• _EXPLORE THE MATERIAL_:
1. Set down, word for word, the part of the blotting papers review running from "I use both methods" up to and including "alternative oil-control method.".
2. Take the blotting papers review further by continuing it from the point where it stops.

Happy Monday, as we greet the new week, today I’m talking about a slightly less interesting cosmetic product… Blotting papers. I know, they’re not the most glamorous or exciting, but for anyone who struggles with oily skin of whatever severity will understand the struggle it is to control excess sebum. There are two major ways to tackle them, mattifying powder, or blotting papers. Both using the same approach but with different application. At the moment, the blotting papers I’m using and want to review today are the Superdrug Deep Action Mattifying Shine Control Papers.
I use both methods described above: mattifying powder compacts for the days I decide to wear makeup, and blotting papers for my no-makeup days. I reviewed my current mattifying powder recently, The Saem Saemmul Pore Cover Pact, and it feels apt to review my alternative oil-control method.

• _RECORDS SUPPLIED_:
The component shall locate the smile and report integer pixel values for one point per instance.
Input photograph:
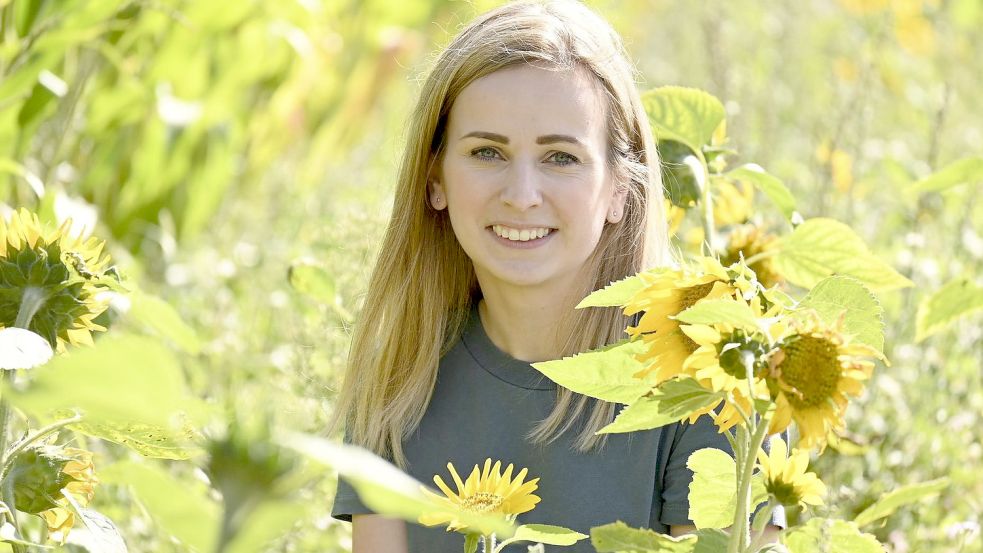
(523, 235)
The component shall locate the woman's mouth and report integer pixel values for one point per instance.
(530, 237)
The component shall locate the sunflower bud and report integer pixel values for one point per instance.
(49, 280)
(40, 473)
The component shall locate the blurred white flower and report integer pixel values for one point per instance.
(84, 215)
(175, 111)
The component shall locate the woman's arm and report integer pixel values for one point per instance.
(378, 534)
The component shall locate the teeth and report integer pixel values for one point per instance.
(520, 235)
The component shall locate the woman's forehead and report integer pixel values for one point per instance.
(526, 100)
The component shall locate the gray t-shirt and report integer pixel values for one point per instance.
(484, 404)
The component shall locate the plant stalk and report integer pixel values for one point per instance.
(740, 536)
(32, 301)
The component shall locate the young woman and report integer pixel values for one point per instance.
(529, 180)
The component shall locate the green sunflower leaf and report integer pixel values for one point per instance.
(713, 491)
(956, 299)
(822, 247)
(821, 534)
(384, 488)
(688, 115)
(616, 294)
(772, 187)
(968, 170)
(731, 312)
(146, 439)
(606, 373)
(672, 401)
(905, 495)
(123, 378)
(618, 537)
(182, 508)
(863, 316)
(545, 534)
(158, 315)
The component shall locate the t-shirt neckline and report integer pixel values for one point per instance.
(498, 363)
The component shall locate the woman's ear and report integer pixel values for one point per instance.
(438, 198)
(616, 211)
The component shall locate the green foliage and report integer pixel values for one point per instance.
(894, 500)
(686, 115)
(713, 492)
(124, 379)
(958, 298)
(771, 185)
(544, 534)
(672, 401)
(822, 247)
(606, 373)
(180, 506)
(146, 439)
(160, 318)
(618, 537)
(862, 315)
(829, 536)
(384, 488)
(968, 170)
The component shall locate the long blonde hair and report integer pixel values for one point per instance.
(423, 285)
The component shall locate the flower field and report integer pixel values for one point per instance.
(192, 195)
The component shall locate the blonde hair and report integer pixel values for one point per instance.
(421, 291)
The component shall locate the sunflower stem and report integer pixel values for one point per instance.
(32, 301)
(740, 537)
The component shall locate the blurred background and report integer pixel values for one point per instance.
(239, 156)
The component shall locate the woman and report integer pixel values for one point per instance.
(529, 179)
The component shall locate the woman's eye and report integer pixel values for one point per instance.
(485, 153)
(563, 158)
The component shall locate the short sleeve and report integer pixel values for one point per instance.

• _YOUR RESPONSES_:
1.
I use both methods described above: mattifying powder compacts for the days I decide to wear makeup, and blotting papers for my no-makeup days. I reviewed my current mattifying powder recently, The Saem Saemmul Pore Cover Pact, and it feels apt to review my alternative oil-control method.

2.
First and foremost, Superdrug’s own-brand products, including the blotting papers photographed above, are cruelty-free, so immediately these are an appealing option, and you can see the logos on the back of the packaging. The packaging also details briefly how to recycle the remaining packaging: the card is widely recycled, although the plastic film-sleeve is not currently recyclable.
This also leads to the product’s claims, which are also photographed above. I will also quote them below for your convenience:
“Deep Action Mattifying Shine Control Papers instantly absorb excess oil from the skin’s surface while leaving behind a trace of translucent mattifying powder for a smooth, shine-free finish. Ideal for everyday use.”
I’m inclined to agree that these are great for everyday use, as they sit in my desk’s drawer in one of my partitions with my other everyday desk essentials. It talks about leaving a trace of translucent powder on the skin, which I find to not actually be the case. From my experience, my skin feels mattified after using the sheets, but afterwards there’s no obvious trace of the powder.
My skin is smooth to the touch, but I don’t feel any trace of the mattifying powder. I consider this a positive overall: I use this on my no-makeup days, and that’s usually because I don’t want to put any layers of makeup or unnecessary cosmetics on my face so my skin can have some time to breath. So while the claim is untrue from my experience, overall this is a really positive thing for me.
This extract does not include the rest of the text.